**PROVIDED TEXT**

Existentialists are getting younger these days. Last week, I overheard a little girl skipping along in the park next to her dad:
Little girl: “Sometimes I think I want to kill myself”
The Dad remains quiet.
I love laughing at clueless old people. They make it so easy. I’m sure they have a chuckle about clueless young fools like me too.
My Grandad, watching X Factor: “That Enoch Powell is a bit hard on the kids!”
Yes Grandad, Simon Cowell is making them all sing a musical version of ‘Rivers of Blood’ next week.
Am I the only man (man? ha!) to have a phobia of eating bananas in public? How on earth do you stop it looking like you love cock? Normally, I like playing around with the idea that I’m gay. Especially when it makes Esther mad. But I want to be a sex object when I want to be, not inadvertantly and for someone else’s pleasure. It must be wank being a woman (so to speak). How do you ever escape from the eyes looking staring, winking, probing?
Anyway, back to bananas:
For a start, you have to unpeel the fucker like a giant yellow foreskin.

**PROVIDED DATA**
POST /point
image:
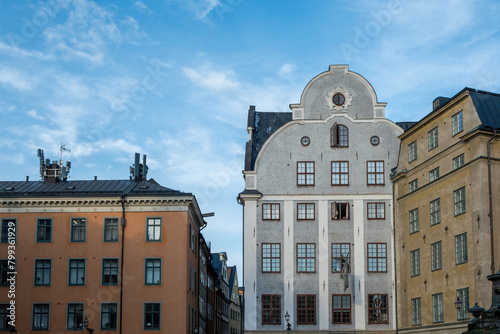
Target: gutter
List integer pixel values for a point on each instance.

**BRIEF 1**
In the post, what TV show is the grandad watching when he mentions Enoch Powell?
**BRIEF 2**
Transcribe word for word the section of the post that starts with "Yes Grandad, Simon" and ends with "staring, winking, probing?".
The data is separate material and has no connection to the post.

**REPLY 1**
X Factor.

**REPLY 2**
Yes Grandad, Simon Cowell is making them all sing a musical version of ‘Rivers of Blood’ next week.
Am I the only man (man? ha!) to have a phobia of eating bananas in public? How on earth do you stop it looking like you love cock? Normally, I like playing around with the idea that I’m gay. Especially when it makes Esther mad. But I want to be a sex object when I want to be, not inadvertantly and for someone else’s pleasure. It must be wank being a woman (so to speak). How do you ever escape from the eyes looking staring, winking, probing?